begin Data rows

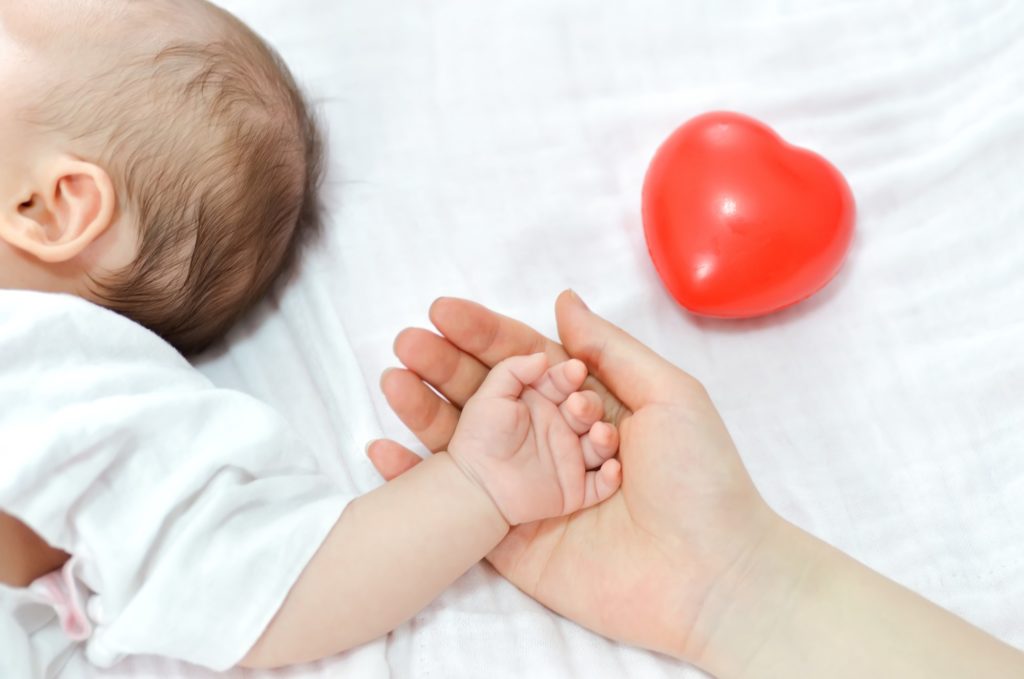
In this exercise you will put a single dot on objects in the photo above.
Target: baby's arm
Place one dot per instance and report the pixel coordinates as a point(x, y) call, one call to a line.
point(520, 454)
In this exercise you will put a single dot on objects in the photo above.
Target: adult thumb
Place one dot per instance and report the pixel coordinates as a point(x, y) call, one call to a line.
point(632, 371)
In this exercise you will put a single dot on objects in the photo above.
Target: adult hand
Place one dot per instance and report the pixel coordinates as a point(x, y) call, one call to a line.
point(686, 558)
point(638, 566)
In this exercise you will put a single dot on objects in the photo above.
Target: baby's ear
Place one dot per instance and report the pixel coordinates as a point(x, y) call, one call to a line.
point(67, 207)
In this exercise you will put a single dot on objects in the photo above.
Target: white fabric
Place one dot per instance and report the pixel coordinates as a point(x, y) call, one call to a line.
point(496, 151)
point(189, 510)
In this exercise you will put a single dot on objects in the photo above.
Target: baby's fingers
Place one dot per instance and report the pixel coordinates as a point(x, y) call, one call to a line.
point(561, 380)
point(600, 444)
point(601, 484)
point(582, 410)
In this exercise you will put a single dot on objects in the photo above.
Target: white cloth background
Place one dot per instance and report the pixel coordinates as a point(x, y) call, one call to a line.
point(496, 151)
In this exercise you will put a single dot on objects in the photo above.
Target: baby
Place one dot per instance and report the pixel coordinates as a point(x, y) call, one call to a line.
point(159, 162)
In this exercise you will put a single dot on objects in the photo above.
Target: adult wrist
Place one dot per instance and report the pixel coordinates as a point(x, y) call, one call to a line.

end Data rows

**Task requirements:** Copy every entry above word for word, without the pictures.

**Expected answer:**
In this exercise you will put a single dot on objects in the photo above.
Target: baby's arm
Place one dot per instance and report the pixel coordinates as a point(x, y) call, one call to a line.
point(520, 454)
In this exercise you will put a single dot on objects in the photo above.
Target: adult thumb
Place one dot per instance and report the pixel coordinates as a point(x, y) call, one call to a line.
point(632, 371)
In this exercise you will put a single dot on objects in the photo above.
Target: adult hand
Place one dot per instance and report the pixel coordinates as a point(x, y) call, one call to a line.
point(686, 558)
point(638, 566)
In this exercise you will put a single dot on objects in the photo above.
Target: baby's ear
Place one dot per instance and report the pixel coordinates as a point(x, y) call, one call to a line.
point(67, 207)
In this exercise you will put a single dot on objects in the photo above.
Target: white fabric
Place one dot per instance and report the pixel coordinates as a point(x, y) call, one call to a line.
point(496, 151)
point(189, 510)
In this exercise you will put a single dot on objects in the photo above.
Target: baby's fingers
Place one dot per instance and report the pixel coordinates as a point(x, y) call, one call to a line.
point(561, 380)
point(600, 444)
point(601, 484)
point(582, 410)
In this exercise you will put a single dot on objects in the photo above.
Target: white cloth background
Place one dot per instance and report the pixel coordinates as a point(x, y) call, one call to a line.
point(496, 151)
In this exercise you will put a single dot on objects in the photo above.
Target: baby
Place one dot per instance and report the pixel coordinates as a point(x, y) call, one call to a line.
point(159, 162)
In this exercise you will put a single dot on objects in the photo above.
Target: adult wrist
Place one dot per instance and report the pixel coordinates as a point(x, y) call, one call to a line.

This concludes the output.